▸ **Short problem**
Take the line that contains "[tag] person's arm (a dot for each instance)" and every line after it in the material below, and quote them exactly.

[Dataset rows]
"""
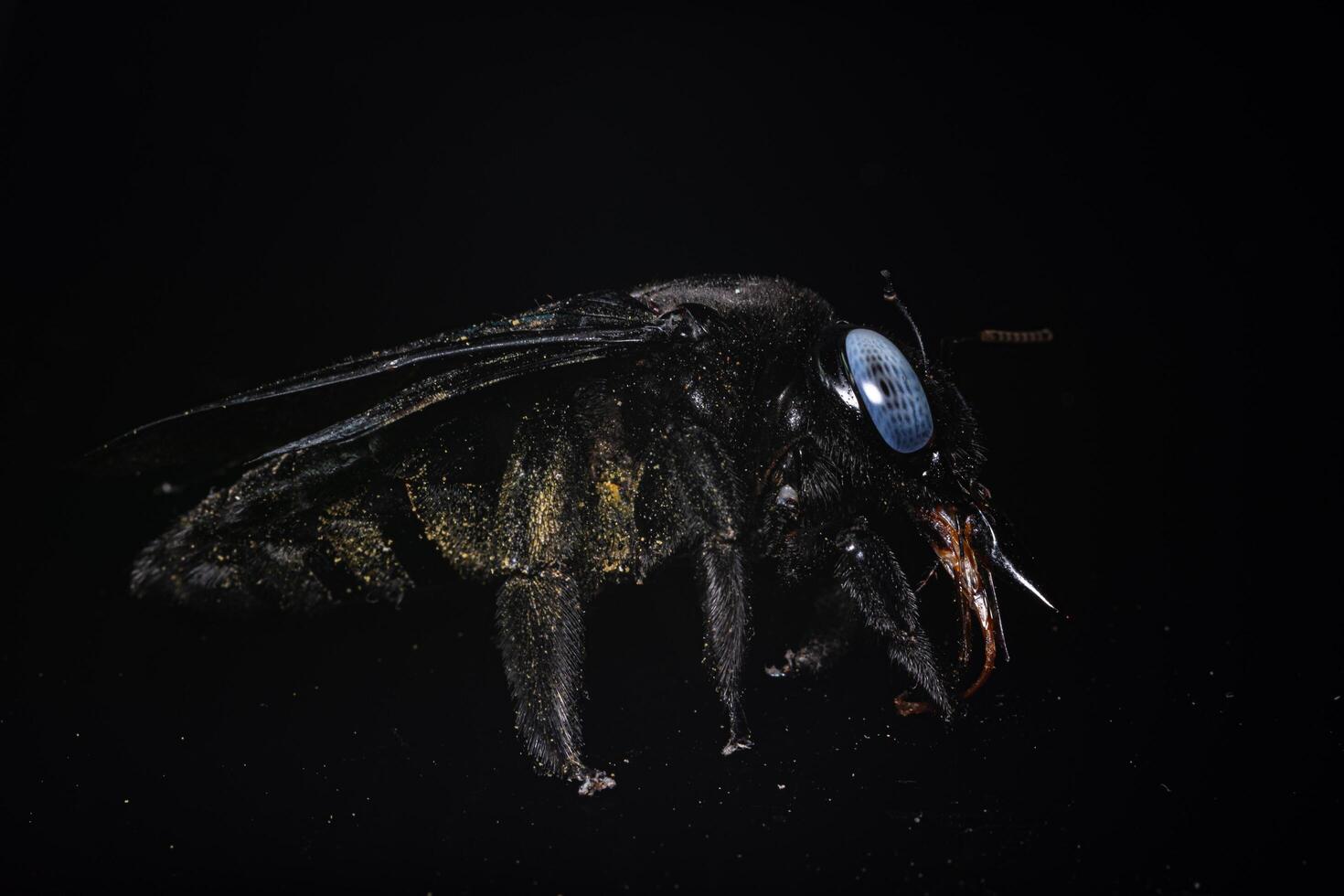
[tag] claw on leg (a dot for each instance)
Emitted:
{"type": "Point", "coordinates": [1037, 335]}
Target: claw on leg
{"type": "Point", "coordinates": [735, 743]}
{"type": "Point", "coordinates": [958, 559]}
{"type": "Point", "coordinates": [592, 781]}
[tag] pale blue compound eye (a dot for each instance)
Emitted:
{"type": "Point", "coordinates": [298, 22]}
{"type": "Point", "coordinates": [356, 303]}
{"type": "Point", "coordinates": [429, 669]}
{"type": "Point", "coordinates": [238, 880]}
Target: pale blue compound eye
{"type": "Point", "coordinates": [890, 389]}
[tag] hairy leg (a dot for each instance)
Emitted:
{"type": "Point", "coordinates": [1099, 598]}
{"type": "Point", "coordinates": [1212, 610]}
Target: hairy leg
{"type": "Point", "coordinates": [540, 632]}
{"type": "Point", "coordinates": [869, 574]}
{"type": "Point", "coordinates": [709, 489]}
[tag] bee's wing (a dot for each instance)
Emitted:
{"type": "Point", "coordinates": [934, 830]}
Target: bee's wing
{"type": "Point", "coordinates": [366, 394]}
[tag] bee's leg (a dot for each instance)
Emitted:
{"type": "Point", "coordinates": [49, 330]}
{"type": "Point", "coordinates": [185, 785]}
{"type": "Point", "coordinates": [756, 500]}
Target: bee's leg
{"type": "Point", "coordinates": [869, 574]}
{"type": "Point", "coordinates": [709, 488]}
{"type": "Point", "coordinates": [540, 630]}
{"type": "Point", "coordinates": [829, 640]}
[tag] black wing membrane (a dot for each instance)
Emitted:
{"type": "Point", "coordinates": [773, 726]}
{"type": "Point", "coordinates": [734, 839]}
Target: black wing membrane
{"type": "Point", "coordinates": [359, 397]}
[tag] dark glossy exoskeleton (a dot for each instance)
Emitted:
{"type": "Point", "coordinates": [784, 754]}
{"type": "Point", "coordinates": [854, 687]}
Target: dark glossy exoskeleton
{"type": "Point", "coordinates": [585, 443]}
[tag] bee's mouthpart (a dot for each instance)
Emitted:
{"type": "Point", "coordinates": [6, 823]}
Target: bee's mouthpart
{"type": "Point", "coordinates": [968, 549]}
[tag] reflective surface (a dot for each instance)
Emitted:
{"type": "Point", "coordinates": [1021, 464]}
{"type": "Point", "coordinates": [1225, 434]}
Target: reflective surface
{"type": "Point", "coordinates": [890, 389]}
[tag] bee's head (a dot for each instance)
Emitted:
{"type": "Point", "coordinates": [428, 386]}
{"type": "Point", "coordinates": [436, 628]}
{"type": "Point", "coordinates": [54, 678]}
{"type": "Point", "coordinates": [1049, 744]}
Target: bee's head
{"type": "Point", "coordinates": [897, 414]}
{"type": "Point", "coordinates": [894, 423]}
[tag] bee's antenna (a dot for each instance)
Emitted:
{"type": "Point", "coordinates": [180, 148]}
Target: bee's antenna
{"type": "Point", "coordinates": [889, 293]}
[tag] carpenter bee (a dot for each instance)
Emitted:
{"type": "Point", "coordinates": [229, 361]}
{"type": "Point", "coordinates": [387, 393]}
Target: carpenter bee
{"type": "Point", "coordinates": [734, 421]}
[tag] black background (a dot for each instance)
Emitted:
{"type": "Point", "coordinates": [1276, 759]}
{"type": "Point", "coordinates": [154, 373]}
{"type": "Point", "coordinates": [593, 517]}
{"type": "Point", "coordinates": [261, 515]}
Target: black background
{"type": "Point", "coordinates": [199, 202]}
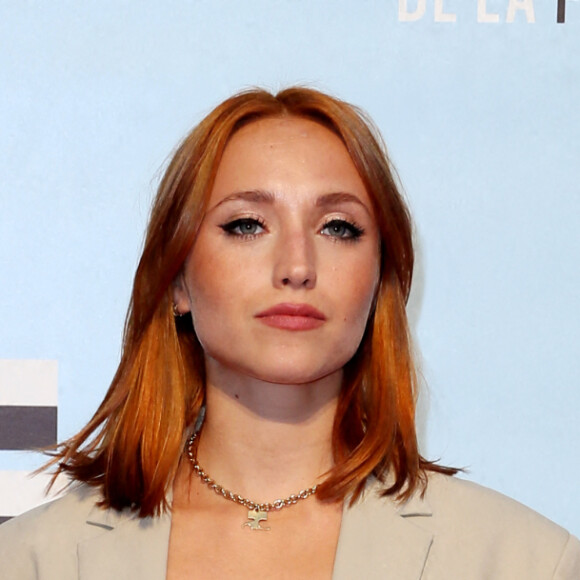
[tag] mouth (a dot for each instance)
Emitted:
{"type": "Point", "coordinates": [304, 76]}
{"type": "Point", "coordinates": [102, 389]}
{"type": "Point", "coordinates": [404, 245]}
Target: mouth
{"type": "Point", "coordinates": [290, 316]}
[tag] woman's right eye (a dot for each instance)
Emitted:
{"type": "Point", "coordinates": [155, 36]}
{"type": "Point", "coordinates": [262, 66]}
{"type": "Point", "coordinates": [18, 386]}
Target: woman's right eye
{"type": "Point", "coordinates": [243, 227]}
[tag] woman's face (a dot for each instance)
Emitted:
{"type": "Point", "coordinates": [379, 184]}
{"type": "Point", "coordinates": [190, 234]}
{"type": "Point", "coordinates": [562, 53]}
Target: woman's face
{"type": "Point", "coordinates": [282, 276]}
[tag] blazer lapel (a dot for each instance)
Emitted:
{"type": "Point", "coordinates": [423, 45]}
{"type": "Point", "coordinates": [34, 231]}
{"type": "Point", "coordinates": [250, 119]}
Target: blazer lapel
{"type": "Point", "coordinates": [380, 539]}
{"type": "Point", "coordinates": [124, 547]}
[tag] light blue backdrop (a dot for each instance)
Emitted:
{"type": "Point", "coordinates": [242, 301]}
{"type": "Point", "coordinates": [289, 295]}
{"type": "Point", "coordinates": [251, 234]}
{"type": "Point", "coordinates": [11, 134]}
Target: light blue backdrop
{"type": "Point", "coordinates": [481, 119]}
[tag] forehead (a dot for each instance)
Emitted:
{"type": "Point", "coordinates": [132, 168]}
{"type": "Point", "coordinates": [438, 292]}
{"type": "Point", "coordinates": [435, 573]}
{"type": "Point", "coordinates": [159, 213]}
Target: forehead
{"type": "Point", "coordinates": [286, 155]}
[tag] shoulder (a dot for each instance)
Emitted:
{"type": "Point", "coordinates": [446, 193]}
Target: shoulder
{"type": "Point", "coordinates": [499, 532]}
{"type": "Point", "coordinates": [47, 536]}
{"type": "Point", "coordinates": [475, 532]}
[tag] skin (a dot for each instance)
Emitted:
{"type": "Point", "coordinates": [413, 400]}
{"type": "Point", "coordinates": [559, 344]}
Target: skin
{"type": "Point", "coordinates": [289, 221]}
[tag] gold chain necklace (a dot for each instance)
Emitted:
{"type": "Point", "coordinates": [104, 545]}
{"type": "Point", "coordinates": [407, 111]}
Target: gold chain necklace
{"type": "Point", "coordinates": [257, 512]}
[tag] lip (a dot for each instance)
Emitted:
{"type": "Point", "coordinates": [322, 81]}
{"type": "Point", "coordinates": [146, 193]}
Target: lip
{"type": "Point", "coordinates": [290, 316]}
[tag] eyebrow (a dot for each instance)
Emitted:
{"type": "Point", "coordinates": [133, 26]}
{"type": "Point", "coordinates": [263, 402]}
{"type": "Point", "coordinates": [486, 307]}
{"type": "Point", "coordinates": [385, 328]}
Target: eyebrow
{"type": "Point", "coordinates": [253, 195]}
{"type": "Point", "coordinates": [324, 201]}
{"type": "Point", "coordinates": [338, 198]}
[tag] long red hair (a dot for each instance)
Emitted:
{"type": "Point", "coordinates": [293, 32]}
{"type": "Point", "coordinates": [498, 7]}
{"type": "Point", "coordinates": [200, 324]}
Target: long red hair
{"type": "Point", "coordinates": [132, 446]}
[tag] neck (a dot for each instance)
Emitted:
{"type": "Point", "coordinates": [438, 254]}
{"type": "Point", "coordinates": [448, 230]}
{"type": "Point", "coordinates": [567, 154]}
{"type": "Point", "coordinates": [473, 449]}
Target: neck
{"type": "Point", "coordinates": [264, 440]}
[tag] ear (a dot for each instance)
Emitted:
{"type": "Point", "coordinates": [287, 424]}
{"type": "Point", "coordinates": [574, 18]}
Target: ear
{"type": "Point", "coordinates": [180, 295]}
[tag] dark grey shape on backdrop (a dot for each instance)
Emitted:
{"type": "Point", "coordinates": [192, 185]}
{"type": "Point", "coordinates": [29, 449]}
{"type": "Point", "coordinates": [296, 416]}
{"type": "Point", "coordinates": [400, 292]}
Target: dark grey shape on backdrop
{"type": "Point", "coordinates": [27, 427]}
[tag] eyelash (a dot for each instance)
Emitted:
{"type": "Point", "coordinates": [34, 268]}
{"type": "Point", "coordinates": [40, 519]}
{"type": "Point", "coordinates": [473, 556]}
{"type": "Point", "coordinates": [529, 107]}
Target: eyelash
{"type": "Point", "coordinates": [351, 231]}
{"type": "Point", "coordinates": [231, 227]}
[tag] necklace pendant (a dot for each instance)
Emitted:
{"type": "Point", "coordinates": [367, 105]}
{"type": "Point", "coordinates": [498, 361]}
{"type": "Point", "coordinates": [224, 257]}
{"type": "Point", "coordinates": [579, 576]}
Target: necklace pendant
{"type": "Point", "coordinates": [254, 518]}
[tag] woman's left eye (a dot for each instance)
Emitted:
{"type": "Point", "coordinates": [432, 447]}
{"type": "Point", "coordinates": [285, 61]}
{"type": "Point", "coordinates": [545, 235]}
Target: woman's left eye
{"type": "Point", "coordinates": [342, 229]}
{"type": "Point", "coordinates": [245, 227]}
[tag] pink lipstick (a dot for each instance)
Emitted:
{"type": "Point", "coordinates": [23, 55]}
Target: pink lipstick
{"type": "Point", "coordinates": [289, 316]}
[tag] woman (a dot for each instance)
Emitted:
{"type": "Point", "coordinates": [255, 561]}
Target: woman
{"type": "Point", "coordinates": [266, 355]}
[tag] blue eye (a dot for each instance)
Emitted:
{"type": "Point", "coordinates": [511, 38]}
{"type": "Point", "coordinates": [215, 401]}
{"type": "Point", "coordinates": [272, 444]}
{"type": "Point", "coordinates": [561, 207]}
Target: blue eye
{"type": "Point", "coordinates": [342, 229]}
{"type": "Point", "coordinates": [243, 227]}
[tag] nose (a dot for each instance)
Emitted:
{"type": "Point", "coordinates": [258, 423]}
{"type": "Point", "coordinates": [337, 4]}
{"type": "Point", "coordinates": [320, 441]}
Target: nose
{"type": "Point", "coordinates": [295, 263]}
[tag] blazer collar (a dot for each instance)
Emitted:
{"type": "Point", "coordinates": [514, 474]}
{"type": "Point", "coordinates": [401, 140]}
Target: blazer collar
{"type": "Point", "coordinates": [122, 546]}
{"type": "Point", "coordinates": [380, 539]}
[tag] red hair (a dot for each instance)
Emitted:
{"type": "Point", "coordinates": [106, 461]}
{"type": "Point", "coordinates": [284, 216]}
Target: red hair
{"type": "Point", "coordinates": [132, 446]}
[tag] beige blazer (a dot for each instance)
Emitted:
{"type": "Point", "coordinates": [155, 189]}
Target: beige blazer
{"type": "Point", "coordinates": [458, 531]}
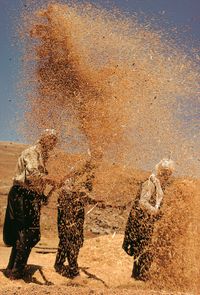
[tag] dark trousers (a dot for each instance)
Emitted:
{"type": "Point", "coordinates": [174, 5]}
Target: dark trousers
{"type": "Point", "coordinates": [69, 251]}
{"type": "Point", "coordinates": [27, 239]}
{"type": "Point", "coordinates": [141, 266]}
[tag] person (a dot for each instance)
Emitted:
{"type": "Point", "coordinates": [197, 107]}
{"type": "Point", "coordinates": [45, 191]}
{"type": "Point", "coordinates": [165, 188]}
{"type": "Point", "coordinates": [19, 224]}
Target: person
{"type": "Point", "coordinates": [145, 211]}
{"type": "Point", "coordinates": [74, 195]}
{"type": "Point", "coordinates": [22, 219]}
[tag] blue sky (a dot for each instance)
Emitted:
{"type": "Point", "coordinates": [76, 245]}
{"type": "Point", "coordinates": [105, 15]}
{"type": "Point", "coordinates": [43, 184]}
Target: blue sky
{"type": "Point", "coordinates": [183, 14]}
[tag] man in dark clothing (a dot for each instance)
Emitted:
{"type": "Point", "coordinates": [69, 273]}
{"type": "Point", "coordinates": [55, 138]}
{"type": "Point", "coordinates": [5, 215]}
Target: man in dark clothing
{"type": "Point", "coordinates": [72, 200]}
{"type": "Point", "coordinates": [22, 220]}
{"type": "Point", "coordinates": [144, 213]}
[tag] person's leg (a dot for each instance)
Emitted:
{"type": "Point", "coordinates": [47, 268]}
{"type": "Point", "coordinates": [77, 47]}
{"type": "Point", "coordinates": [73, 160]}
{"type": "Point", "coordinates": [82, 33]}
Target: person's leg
{"type": "Point", "coordinates": [142, 266]}
{"type": "Point", "coordinates": [12, 258]}
{"type": "Point", "coordinates": [23, 250]}
{"type": "Point", "coordinates": [60, 257]}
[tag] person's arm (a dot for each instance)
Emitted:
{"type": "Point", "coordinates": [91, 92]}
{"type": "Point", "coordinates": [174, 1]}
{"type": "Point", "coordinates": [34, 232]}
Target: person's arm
{"type": "Point", "coordinates": [148, 189]}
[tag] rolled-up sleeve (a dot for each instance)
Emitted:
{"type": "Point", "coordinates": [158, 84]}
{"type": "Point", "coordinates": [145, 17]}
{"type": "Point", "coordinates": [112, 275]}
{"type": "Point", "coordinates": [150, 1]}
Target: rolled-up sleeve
{"type": "Point", "coordinates": [148, 189]}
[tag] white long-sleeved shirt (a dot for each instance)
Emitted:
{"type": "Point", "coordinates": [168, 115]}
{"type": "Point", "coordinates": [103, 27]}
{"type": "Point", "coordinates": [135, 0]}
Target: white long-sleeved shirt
{"type": "Point", "coordinates": [151, 189]}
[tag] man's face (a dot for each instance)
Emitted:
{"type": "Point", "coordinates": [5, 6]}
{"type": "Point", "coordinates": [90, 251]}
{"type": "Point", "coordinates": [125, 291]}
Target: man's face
{"type": "Point", "coordinates": [50, 142]}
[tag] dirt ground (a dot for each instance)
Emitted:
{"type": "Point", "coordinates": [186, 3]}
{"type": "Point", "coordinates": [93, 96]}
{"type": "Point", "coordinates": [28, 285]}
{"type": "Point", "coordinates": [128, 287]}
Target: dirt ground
{"type": "Point", "coordinates": [104, 267]}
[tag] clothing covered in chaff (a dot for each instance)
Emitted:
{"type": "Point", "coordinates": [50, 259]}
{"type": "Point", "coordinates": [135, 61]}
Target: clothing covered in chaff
{"type": "Point", "coordinates": [73, 198]}
{"type": "Point", "coordinates": [22, 220]}
{"type": "Point", "coordinates": [140, 226]}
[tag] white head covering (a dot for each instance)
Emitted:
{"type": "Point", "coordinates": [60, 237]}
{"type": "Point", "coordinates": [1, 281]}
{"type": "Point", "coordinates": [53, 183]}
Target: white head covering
{"type": "Point", "coordinates": [49, 133]}
{"type": "Point", "coordinates": [165, 165]}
"""
▸ **The output**
[tag] person's arm (a dot for each instance)
Emitted:
{"type": "Point", "coordinates": [91, 92]}
{"type": "Point", "coordinates": [174, 1]}
{"type": "Point", "coordinates": [34, 232]}
Target: person's arm
{"type": "Point", "coordinates": [148, 189]}
[tag] rolled-up sleeve (a dot for each instance)
Emitted:
{"type": "Point", "coordinates": [158, 84]}
{"type": "Point", "coordinates": [145, 17]}
{"type": "Point", "coordinates": [112, 275]}
{"type": "Point", "coordinates": [150, 1]}
Target: rolled-up sleeve
{"type": "Point", "coordinates": [148, 189]}
[tag] white long-sleeved shirt (a dot for each instance)
Emitted:
{"type": "Point", "coordinates": [168, 115]}
{"type": "Point", "coordinates": [103, 27]}
{"type": "Point", "coordinates": [135, 0]}
Target: white long-sleeved shirt
{"type": "Point", "coordinates": [151, 189]}
[tag] man's face (a dot for each instance)
Emitted:
{"type": "Point", "coordinates": [5, 6]}
{"type": "Point", "coordinates": [90, 251]}
{"type": "Point", "coordinates": [125, 291]}
Target: man's face
{"type": "Point", "coordinates": [50, 142]}
[tag] dirt ground (a dot for each instance)
Emitted:
{"type": "Point", "coordinates": [186, 3]}
{"type": "Point", "coordinates": [93, 96]}
{"type": "Point", "coordinates": [28, 285]}
{"type": "Point", "coordinates": [128, 287]}
Target: dirt ground
{"type": "Point", "coordinates": [104, 267]}
[tag] clothing covered in chaff (a dot for each instance)
Emitted:
{"type": "Point", "coordinates": [50, 259]}
{"type": "Point", "coordinates": [135, 61]}
Target: clothing covered in chaff
{"type": "Point", "coordinates": [73, 198]}
{"type": "Point", "coordinates": [22, 220]}
{"type": "Point", "coordinates": [140, 226]}
[tag] white head covering (a dot for each instance)
Emitted:
{"type": "Point", "coordinates": [60, 237]}
{"type": "Point", "coordinates": [1, 281]}
{"type": "Point", "coordinates": [53, 183]}
Target: white head covering
{"type": "Point", "coordinates": [49, 133]}
{"type": "Point", "coordinates": [165, 165]}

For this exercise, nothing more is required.